Directive 1: Summarize the notebook on dates and times below in two sentences.
Directive 2: List every topic that the notebook on dates and times below names under its "What You'll Learn" heading.
Directive 3: In the notebook on dates and times below, what output is printed for the format string "%B %d, %Y"?

Excerpt to read:
+---+

# 18 - Working with Dates and Times

## Introduction

Working with dates and times is crucial in data engineering. You'll often need to filter data by date ranges, calculate time differences, and format dates. This notebook covers the `datetime` module.

## What You'll Learn

- Creating date and time objects
- Formatting dates
- Parsing dates from strings
- Calculating time differences
- Working with date ranges


## Getting Current Date and Time

The `datetime` module provides classes for working with dates and times.


In [1]:
from datetime import datetime, date, time

# Get current date and time
now = datetime.now()
print("Current date and time:", now)

# Get just the date
today = date.today()
print("Today's date:", today)

# Get just the time
current_time = now.time()
print("Current time:", current_time)


Current date and time: 2025-12-26 00:30:01.451900
Today's date: 2025-12-26
Current time: 00:30:01.451900


## Creating Specific Dates and Times

You can create date and time objects for specific dates.


In [2]:
# Create a specific date
specific_date = date(2024, 1, 15)
print("Specific date:", specific_date)

# Create a specific datetime
specific_datetime = datetime(2024, 1, 15, 14, 30, 0)
print("Specific datetime:", specific_datetime)

# Create a specific time
specific_time = time(14, 30, 0)
print("Specific time:", specific_time)


Specific date: 2024-01-15
Specific datetime: 2024-01-15 14:30:00
Specific time: 14:30:00


## Formatting Dates

You can format dates into strings using `strftime()` method.


In [3]:
# Format datetime
now = datetime.now()

# Different formats
print("Default format:", now)
print("Formatted (YYYY-MM-DD):", now.strftime("%Y-%m-%d"))
print("Formatted (DD/MM/YYYY):", now.strftime("%d/%m/%Y"))
print("Formatted (Month Day, Year):", now.strftime("%B %d, %Y"))
print("Formatted (with time):", now.strftime("%Y-%m-%d %H:%M:%S"))


Default format: 2025-12-26 00:30:01.461074
Formatted (YYYY-MM-DD): 2025-12-26
Formatted (DD/MM/YYYY): 26/12/2025
Formatted (Month Day, Year): December 26, 2025
Formatted (with time): 2025-12-26 00:30:01


## Parsing Dates from Strings

You can convert strings to datetime objects using `strptime()`.


In [4]:
# Parse string to datetime
date_string = "2024-01-15"
parsed_date = datetime.strptime(date_string, "%Y-%m-%d")
print("Parsed date:", parsed_date)

# Parse with time
datetime_string = "2024-01-15 14:30:00"
parsed_datetime = datetime.strptime(datetime_string, "%Y-%m-%d %H:%M:%S")
print("Parsed datetime:", parsed_datetime)

+---+

Data:

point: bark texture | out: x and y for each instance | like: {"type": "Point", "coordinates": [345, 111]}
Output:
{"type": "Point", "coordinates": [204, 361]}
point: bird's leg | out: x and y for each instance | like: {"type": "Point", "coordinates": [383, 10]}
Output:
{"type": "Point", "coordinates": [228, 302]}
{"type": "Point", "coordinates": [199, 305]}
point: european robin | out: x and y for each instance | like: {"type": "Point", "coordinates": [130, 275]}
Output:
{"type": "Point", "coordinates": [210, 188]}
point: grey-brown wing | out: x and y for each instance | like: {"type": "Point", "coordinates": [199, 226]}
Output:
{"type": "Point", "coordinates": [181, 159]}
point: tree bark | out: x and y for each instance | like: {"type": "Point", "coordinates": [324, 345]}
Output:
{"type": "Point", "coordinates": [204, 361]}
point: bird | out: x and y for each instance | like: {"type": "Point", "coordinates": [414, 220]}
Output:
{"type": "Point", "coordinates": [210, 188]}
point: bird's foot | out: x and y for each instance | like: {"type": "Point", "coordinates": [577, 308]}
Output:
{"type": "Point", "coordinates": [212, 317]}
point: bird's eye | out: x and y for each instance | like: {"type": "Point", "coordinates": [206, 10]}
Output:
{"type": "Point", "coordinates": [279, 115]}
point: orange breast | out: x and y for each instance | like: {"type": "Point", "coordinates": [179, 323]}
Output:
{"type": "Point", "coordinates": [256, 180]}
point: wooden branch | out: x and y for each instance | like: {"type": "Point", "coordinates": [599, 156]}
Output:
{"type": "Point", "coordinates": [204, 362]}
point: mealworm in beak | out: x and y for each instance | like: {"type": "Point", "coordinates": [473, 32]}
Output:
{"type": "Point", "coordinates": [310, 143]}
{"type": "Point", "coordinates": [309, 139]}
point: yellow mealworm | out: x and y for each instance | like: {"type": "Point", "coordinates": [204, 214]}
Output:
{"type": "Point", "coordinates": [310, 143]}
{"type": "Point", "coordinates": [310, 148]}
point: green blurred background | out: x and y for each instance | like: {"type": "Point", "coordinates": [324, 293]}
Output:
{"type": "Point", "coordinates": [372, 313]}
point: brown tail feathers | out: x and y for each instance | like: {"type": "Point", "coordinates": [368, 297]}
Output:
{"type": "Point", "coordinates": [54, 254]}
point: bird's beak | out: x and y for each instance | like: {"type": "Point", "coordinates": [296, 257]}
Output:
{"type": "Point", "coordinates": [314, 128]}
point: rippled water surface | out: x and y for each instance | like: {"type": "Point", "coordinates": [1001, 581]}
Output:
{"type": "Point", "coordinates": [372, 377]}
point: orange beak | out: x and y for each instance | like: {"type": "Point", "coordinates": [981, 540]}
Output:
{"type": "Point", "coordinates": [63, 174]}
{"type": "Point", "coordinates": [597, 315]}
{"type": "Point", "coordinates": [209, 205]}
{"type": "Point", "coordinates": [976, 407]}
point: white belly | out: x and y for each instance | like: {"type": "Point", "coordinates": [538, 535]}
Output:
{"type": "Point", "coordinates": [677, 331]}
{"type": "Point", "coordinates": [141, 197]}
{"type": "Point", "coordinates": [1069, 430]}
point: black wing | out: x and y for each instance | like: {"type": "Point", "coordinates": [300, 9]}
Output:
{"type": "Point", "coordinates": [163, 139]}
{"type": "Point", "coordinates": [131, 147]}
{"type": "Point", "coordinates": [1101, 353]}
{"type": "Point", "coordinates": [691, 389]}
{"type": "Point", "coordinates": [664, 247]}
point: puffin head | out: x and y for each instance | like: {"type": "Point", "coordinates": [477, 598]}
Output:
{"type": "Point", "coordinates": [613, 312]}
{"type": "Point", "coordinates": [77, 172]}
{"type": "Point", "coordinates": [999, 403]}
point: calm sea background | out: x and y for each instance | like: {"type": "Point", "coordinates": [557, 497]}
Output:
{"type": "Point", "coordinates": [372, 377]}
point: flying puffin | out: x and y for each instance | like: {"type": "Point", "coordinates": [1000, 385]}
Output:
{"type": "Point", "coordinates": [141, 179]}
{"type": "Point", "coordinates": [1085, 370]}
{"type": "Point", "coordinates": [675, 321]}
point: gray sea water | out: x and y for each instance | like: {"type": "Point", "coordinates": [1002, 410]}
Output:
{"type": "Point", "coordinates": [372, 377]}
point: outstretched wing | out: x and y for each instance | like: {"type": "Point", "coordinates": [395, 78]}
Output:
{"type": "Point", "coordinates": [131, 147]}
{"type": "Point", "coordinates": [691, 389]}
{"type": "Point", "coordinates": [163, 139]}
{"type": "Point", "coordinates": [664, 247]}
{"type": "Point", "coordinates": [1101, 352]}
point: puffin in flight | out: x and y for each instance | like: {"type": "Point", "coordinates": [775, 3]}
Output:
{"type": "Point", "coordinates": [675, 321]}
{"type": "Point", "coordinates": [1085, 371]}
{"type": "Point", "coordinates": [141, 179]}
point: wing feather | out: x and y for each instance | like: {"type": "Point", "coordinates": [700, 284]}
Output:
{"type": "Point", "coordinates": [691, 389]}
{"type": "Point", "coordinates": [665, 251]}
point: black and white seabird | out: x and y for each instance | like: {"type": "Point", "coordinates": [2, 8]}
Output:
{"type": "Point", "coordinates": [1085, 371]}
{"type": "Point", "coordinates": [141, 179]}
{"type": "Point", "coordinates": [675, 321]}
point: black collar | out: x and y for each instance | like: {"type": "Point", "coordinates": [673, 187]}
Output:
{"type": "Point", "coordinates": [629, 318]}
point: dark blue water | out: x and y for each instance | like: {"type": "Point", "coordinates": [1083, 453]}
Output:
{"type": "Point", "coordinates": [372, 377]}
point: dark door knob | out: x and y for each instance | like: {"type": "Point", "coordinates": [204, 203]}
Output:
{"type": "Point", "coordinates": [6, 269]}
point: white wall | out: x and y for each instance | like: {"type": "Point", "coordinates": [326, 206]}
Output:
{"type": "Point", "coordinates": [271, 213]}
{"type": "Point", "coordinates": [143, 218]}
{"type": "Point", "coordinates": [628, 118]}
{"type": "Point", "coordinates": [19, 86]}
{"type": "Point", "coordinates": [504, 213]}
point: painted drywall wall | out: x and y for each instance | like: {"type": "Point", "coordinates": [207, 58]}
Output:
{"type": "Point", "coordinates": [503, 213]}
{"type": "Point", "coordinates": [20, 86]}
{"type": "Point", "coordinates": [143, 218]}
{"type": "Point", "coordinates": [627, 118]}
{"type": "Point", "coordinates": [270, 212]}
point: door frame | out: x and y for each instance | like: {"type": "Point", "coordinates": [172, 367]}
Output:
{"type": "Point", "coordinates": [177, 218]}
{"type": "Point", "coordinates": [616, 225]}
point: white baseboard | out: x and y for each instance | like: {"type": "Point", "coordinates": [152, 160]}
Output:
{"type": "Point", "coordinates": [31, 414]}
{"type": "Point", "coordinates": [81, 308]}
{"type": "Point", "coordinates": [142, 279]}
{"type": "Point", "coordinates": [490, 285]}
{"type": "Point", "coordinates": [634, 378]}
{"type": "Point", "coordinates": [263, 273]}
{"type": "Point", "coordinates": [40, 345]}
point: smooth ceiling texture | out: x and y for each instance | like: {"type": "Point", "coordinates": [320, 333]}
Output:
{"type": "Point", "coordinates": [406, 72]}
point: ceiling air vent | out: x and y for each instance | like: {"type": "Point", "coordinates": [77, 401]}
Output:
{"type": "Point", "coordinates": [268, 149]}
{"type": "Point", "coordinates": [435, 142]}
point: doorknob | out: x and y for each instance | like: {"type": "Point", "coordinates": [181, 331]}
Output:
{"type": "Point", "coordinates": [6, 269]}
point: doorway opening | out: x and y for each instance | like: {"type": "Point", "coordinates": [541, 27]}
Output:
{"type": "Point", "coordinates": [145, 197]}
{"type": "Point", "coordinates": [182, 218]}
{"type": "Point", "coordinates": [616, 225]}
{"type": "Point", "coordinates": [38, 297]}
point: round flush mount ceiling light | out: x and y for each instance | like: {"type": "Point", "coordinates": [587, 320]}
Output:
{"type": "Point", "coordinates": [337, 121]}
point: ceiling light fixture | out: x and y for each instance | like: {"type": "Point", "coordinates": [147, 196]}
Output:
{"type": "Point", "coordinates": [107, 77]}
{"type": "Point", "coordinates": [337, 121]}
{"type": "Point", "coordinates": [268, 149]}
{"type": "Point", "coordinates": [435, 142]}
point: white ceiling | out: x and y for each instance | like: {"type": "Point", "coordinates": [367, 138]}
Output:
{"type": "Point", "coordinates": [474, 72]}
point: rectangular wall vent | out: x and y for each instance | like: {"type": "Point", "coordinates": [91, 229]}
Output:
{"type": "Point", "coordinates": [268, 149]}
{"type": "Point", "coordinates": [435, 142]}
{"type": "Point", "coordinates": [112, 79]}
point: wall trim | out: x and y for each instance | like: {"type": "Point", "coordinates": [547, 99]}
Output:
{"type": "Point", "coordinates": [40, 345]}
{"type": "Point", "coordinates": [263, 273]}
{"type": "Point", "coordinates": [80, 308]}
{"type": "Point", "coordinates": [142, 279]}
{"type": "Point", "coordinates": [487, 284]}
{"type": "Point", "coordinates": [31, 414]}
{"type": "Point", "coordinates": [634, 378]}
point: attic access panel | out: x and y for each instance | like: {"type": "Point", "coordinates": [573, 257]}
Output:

+---+

Complete output 1: The notebook says that working with dates and times is crucial in data engineering, and it covers Python's `datetime` module. It shows how to get the current date and time, create specific dates and times, format dates into strings with `strftime()`, and parse strings into datetime objects with `strptime()`.

Complete output 2:
- Creating date and time objects
- Formatting dates
- Parsing dates from strings
- Calculating time differences
- Working with date ranges

Complete output 3: December 26, 2025